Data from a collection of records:
BEGIN
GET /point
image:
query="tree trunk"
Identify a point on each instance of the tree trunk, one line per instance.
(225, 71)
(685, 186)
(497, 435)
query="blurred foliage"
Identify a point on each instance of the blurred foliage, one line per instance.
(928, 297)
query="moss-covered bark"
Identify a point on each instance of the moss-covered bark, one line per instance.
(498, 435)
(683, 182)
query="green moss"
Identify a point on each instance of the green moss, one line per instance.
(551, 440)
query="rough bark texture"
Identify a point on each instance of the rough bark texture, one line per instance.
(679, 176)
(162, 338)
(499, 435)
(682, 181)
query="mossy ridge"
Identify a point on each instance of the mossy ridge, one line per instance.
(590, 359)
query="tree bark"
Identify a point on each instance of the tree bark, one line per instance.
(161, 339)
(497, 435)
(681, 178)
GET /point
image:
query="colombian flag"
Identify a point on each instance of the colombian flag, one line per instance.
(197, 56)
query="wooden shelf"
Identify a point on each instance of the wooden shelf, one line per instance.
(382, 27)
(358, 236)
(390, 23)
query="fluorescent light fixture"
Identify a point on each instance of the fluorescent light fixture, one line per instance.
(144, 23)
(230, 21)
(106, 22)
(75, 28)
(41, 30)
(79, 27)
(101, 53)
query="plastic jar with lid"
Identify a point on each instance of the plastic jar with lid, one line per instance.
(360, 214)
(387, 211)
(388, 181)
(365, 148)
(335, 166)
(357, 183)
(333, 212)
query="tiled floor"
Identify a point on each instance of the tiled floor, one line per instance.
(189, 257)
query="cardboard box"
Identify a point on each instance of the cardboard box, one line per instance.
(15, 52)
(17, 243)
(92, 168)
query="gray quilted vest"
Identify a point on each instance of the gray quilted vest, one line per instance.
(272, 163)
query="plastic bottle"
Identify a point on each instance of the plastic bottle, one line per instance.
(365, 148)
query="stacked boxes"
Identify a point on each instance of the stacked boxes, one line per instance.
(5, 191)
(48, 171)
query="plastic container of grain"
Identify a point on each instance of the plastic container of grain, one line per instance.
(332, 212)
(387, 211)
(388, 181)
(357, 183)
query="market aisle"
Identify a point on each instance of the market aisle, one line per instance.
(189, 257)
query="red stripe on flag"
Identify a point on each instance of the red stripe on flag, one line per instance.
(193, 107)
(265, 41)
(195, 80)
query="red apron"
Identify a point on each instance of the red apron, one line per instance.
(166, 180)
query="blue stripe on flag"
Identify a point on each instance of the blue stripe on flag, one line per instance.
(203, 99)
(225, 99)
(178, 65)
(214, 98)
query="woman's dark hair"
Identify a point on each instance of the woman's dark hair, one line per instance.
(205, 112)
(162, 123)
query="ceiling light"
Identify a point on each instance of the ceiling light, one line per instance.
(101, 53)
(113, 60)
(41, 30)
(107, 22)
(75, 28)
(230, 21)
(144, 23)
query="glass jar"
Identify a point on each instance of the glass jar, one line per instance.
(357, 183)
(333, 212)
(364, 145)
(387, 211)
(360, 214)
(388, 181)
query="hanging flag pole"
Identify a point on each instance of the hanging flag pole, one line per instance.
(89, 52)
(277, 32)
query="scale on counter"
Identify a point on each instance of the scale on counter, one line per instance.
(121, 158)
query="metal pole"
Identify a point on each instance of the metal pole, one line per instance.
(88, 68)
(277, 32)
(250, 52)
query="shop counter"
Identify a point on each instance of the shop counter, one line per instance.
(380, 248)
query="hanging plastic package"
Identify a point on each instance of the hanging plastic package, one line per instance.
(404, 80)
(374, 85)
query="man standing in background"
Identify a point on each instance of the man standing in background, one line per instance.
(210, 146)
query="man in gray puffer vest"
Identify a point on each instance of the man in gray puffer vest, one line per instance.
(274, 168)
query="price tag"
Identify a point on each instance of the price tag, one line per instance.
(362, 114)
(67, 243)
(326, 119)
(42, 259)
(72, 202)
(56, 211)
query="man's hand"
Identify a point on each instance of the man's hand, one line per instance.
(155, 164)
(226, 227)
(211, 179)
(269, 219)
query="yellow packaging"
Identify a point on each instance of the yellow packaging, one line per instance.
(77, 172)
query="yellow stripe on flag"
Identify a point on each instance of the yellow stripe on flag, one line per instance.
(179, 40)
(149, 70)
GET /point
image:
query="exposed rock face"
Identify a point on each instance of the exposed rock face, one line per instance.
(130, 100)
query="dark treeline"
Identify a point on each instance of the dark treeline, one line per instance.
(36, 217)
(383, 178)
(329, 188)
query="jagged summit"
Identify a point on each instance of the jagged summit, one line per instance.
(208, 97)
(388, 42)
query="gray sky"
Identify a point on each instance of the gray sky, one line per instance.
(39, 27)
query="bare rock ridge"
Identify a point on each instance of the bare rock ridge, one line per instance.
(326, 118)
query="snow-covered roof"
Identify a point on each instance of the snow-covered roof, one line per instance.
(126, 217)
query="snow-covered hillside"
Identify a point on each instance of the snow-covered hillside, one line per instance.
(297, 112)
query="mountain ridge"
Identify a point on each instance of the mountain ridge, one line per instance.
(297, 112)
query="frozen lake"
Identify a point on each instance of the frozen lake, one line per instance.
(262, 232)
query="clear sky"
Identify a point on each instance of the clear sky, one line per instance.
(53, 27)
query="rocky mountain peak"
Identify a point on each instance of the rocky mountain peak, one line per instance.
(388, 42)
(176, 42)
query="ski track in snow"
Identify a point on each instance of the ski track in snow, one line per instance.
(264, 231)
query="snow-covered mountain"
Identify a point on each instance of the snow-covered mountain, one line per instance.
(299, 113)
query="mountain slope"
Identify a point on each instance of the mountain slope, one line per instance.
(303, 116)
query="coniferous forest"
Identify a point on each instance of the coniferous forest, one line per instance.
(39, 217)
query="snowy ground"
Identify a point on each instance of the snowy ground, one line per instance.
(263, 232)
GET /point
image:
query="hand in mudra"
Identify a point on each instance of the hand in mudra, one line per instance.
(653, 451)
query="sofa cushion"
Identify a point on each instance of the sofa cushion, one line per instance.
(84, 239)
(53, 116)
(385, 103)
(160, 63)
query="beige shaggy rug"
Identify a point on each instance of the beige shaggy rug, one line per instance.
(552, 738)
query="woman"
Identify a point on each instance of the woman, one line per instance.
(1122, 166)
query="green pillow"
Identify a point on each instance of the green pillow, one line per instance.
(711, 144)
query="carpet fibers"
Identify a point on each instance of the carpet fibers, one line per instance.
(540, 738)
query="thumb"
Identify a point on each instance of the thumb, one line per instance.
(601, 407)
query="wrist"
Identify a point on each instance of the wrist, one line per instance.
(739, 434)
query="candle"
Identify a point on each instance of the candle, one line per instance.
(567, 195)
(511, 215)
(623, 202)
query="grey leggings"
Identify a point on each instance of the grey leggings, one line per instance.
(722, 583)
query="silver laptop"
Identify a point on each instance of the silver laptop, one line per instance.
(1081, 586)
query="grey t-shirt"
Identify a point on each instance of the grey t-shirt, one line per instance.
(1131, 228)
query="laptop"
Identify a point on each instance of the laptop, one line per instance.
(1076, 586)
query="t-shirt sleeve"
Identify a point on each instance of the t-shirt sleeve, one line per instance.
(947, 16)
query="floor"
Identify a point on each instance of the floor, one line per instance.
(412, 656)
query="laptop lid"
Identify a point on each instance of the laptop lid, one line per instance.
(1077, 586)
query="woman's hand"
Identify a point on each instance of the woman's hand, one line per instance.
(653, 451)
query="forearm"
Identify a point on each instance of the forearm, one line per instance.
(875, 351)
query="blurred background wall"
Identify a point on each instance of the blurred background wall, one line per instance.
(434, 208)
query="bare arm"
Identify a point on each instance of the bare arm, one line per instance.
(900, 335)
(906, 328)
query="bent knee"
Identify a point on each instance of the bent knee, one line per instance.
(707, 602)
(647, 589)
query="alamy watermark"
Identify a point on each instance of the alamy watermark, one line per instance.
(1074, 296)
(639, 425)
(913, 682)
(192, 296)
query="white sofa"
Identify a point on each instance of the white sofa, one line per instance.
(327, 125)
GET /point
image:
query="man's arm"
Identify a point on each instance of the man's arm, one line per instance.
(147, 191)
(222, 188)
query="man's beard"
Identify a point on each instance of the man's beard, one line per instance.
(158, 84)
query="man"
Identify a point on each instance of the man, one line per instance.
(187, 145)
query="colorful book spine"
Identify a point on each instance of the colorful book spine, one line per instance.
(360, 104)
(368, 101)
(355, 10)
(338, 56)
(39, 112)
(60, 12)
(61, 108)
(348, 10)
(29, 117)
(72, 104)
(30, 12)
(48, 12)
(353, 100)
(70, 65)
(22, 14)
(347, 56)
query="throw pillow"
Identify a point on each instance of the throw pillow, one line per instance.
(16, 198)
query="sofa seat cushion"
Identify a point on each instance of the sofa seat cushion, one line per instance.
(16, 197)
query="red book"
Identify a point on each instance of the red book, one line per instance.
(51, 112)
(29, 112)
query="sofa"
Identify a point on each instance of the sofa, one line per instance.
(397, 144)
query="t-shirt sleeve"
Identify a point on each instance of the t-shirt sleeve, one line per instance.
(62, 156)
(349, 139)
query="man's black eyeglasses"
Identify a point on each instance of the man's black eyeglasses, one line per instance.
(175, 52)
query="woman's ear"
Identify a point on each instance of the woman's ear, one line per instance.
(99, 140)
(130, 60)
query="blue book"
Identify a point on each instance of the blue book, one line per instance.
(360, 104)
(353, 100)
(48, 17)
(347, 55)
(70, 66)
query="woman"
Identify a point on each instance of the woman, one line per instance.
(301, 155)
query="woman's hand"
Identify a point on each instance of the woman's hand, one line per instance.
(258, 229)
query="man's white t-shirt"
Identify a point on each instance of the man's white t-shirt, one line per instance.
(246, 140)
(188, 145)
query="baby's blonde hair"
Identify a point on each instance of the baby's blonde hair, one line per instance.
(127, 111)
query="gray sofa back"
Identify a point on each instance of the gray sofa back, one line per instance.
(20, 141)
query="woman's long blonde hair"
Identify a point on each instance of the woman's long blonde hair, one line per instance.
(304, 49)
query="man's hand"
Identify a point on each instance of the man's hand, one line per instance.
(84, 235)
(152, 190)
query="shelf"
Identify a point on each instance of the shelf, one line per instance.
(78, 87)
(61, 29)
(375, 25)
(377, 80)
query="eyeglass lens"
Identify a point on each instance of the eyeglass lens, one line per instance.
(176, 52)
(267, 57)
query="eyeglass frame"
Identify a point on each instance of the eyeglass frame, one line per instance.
END
What to work on:
Tally the lines of the data above that contain the string "lens", treating case as significant, and reply with only that number.

Output of the exercise:
2